[begin Text to read]

At the beginning of the development of 5G mobile communication technologies, in order to support services and to satisfy performance requirements in connection with enhanced Mobile BroadBand (eMBB), Ultra Reliable Low Latency Communications (URLLC), and massive Machine-Type Communications (mMTC), there has been ongoing standardization regarding beamforming and massive multiple-input multiple-output (MIMO) for mitigating radio-wave path loss and increasing radio-wave transmission distances in mmWave, supporting numerologies (for example, operating multiple subcarrier spacings) for efficiently utilizing mmWave resources and dynamic operation of slot formats, initial access technologies for supporting multi-beam transmission and broadbands, definition and operation of BandWidth Part (BWP), new channel coding methods such as a Low Density Parity Check (LDPC) code for large amount of data transmission and a polar code for highly reliable transmission of control information, Layer-2 (L2) pre-processing, and network slicing for providing a dedicated network specialized to a specific service.

There are ongoing discussions regarding improvement and performance enhancement of initial 5G mobile communication technologies in view of services to be supported by 5G mobile communication technologies, and there has been physical (PHY) layer standardization regarding technologies such as Vehicle-to-everything (V2X) for aiding driving determination by autonomous vehicles based on information regarding positions and states of vehicles transmitted by the vehicles and for enhancing user convenience, New Radio Unlicensed (NR-U) aimed at system operations conforming to various regulation-related requirements in unlicensed bands, new radio (NR) UE Power Saving, Non-Terrestrial Network (NTN) which is UE-satellite direct communication for providing coverage in an area in which communication with terrestrial networks is unavailable, and positioning.

Moreover, there has been ongoing standardization in air interface architecture/protocol regarding technologies such as Industrial Internet of Things (IIoT) for supporting new services through interworking and convergence with other industries, Integrated Access and Backhaul (IAB) for providing a node for network service area expansion by supporting a wireless backhaul link and an access link in an integrated manner, mobility enhancement including conditional handover and Dual Active Protocol Stack (DAPS) handover, and two-step random access for simplifying random access procedures (2-step random access channel (RACH) for NR). There also has been ongoing standardization in system architecture/service regarding a 5G baseline architecture (for example, service based architecture or service based interface) for combining Network Functions Virtualization (NFV) and Software-Defined Networking (SDN) technologies, and Mobile Edge Computing (MEC) for receiving services based on UE positions.

As 5G mobile communication systems are commercialized, connected devices that have been exponentially increasing will be connected to communication networks, and it is accordingly expected that enhanced functions and performances of 5G mobile communication systems and integrated operations of connected devices will be necessary. To this end, new research is scheduled in connection with extended Reality (XR) for efficiently supporting Augmented Reality (AR), Virtual Reality (VR), Mixed Reality (MR) and the like, 5G performance improvement and complexity reduction by utilizing Artificial Intelligence (AI) and Machine Learning (ML), AI service support, metaverse service support, and drone communication.

[end Text to read]
[begin Information supplied]

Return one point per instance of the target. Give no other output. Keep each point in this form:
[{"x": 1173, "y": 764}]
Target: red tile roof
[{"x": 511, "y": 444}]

[end Information supplied]

Problem to work on: Please name the channel coding method that the 5G passage says is used for highly reliable transmission of control information.

The reply: A polar code.